◆ Records provided ◆
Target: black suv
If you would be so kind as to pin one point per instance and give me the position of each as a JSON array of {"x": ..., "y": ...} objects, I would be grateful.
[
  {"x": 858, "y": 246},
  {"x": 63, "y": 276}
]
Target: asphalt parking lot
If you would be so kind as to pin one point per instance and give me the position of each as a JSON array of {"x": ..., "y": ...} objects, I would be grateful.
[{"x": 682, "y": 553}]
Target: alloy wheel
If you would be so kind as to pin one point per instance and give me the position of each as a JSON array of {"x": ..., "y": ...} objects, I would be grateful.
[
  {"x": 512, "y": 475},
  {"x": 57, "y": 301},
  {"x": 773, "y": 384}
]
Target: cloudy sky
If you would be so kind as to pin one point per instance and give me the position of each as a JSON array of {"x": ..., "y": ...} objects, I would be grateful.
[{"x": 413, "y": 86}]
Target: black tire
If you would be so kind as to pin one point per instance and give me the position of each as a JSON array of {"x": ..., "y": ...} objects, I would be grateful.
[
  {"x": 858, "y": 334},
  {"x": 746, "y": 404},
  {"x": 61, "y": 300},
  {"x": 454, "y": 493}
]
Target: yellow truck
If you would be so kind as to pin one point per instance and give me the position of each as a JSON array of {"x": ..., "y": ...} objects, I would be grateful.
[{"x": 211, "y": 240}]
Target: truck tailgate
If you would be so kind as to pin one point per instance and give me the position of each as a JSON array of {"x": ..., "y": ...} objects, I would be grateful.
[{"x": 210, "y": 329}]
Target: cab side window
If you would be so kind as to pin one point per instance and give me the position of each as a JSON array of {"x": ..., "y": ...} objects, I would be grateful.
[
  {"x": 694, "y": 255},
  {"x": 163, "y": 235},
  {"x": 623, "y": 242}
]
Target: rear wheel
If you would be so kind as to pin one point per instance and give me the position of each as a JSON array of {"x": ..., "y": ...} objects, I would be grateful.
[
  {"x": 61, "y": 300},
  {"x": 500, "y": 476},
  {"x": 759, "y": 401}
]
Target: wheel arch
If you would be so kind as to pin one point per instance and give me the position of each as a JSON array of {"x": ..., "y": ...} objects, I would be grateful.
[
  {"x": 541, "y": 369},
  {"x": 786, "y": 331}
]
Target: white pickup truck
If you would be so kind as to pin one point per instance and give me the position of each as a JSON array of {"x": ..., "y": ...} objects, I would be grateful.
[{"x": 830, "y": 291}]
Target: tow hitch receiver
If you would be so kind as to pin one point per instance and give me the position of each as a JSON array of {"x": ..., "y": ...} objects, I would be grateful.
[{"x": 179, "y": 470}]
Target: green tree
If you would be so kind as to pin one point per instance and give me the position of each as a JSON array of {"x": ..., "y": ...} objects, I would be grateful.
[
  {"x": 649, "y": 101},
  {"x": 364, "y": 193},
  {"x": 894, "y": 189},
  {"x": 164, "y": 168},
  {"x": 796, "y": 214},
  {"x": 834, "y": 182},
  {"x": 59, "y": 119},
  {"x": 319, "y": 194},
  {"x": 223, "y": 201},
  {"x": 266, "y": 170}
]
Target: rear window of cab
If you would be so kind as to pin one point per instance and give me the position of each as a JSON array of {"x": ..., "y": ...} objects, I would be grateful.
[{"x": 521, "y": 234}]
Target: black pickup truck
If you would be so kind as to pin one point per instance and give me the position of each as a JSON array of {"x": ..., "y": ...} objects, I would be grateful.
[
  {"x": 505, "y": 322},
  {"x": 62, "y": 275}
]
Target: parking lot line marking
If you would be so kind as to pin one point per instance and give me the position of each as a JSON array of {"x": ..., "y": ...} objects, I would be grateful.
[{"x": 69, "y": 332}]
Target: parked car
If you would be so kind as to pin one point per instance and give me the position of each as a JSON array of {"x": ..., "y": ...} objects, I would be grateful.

◆ Work instructions ◆
Reproduce each line of the material above precisely.

◆ Answer to the problem ◆
Target: black suv
If you would be so kind as to pin one point per instance and give me the position of each as a JSON array of {"x": ..., "y": ...} objects, I would be grateful.
[
  {"x": 858, "y": 246},
  {"x": 63, "y": 276}
]
Target: asphalt parking lot
If you would be so kind as to pin one point per instance and give me the position of each as a JSON array of {"x": ..., "y": ...} objects, I would be grateful.
[{"x": 682, "y": 553}]
Target: alloy wheel
If you would be so kind as to pin one point per instance and give me the position of each as a JSON array of {"x": ..., "y": ...} objects, I would be grateful.
[
  {"x": 512, "y": 475},
  {"x": 57, "y": 301},
  {"x": 773, "y": 384}
]
Target: cloudy sky
If you would be so kind as to pin one point per instance and give me the position of each as a JSON array of {"x": ..., "y": ...} objects, I would be grateful.
[{"x": 413, "y": 86}]
Target: black tire
If you would be so kind as to pin one point per instance and give me the position of each as a JSON array of {"x": ..., "y": ...} objects, I would be grateful.
[
  {"x": 858, "y": 334},
  {"x": 746, "y": 404},
  {"x": 61, "y": 300},
  {"x": 454, "y": 493}
]
Target: yellow truck
If you would be so kind as to pin one point per instance and give me the position of each as a JSON array of {"x": ..., "y": ...} objects, I would be grateful.
[{"x": 211, "y": 240}]
Target: truck tailgate
If you would be so kind as to pin one point per instance and give me the position of each as a JSON array of {"x": ..., "y": ...} objects, I would be grateful.
[{"x": 210, "y": 329}]
Target: cab side window
If you would be so kind as to pin one point per instance and give me the position of each as a JSON array of {"x": ..., "y": ...} objects, I would be grateful.
[
  {"x": 694, "y": 255},
  {"x": 163, "y": 235},
  {"x": 623, "y": 242}
]
Target: rear wheel
If you would be so kind as to pin one point per instance and give me the position of each as a JSON array of {"x": ..., "y": ...} objects, I would be grateful.
[
  {"x": 61, "y": 300},
  {"x": 500, "y": 476},
  {"x": 759, "y": 401}
]
Target: wheel arch
If you would be so kind as to pin one point per instance and give me the position of each as a JSON array of {"x": ..., "y": ...} objects, I would be grateful.
[
  {"x": 541, "y": 369},
  {"x": 786, "y": 331}
]
Target: white pickup truck
If you would be so kind as to pin one point per instance and give me the position of each as a JSON array of {"x": ..., "y": ...} objects, I would be grateful.
[{"x": 830, "y": 291}]
Target: tow hitch receiver
If you would be so kind as to pin one point per instance and give me the position of each as a JSON array of {"x": ..., "y": ...} objects, I would be grateful.
[{"x": 179, "y": 470}]
Target: green tree
If you would be so kind as to pin one point per instance and give me the position of each as a JSON array of {"x": ..., "y": ...} objects, I would be grateful.
[
  {"x": 649, "y": 101},
  {"x": 364, "y": 193},
  {"x": 894, "y": 189},
  {"x": 164, "y": 168},
  {"x": 796, "y": 214},
  {"x": 834, "y": 182},
  {"x": 59, "y": 119},
  {"x": 319, "y": 194},
  {"x": 223, "y": 201},
  {"x": 266, "y": 170}
]
Target: rear window of cab
If you would be so kind as to pin one point per instance and give me the position of each as a JSON array of {"x": ..., "y": ...} objects, I would be grateful.
[{"x": 521, "y": 234}]
Target: black pickup truck
If you would be so kind as to pin one point per instance and give me the position of each as a JSON array of {"x": ..., "y": ...} objects, I would be grateful.
[
  {"x": 505, "y": 322},
  {"x": 62, "y": 275}
]
Target: parking lot line marking
If you would be so kind as to pin one point per instance and give me the position of each as a JSON array of {"x": ..., "y": ...} objects, I would be grateful.
[{"x": 69, "y": 332}]
Target: parked car
If you would be so kind as to pin one point per instance and give me the position of each as a JSON array of {"x": ..., "y": ...} objects, I would be grateful.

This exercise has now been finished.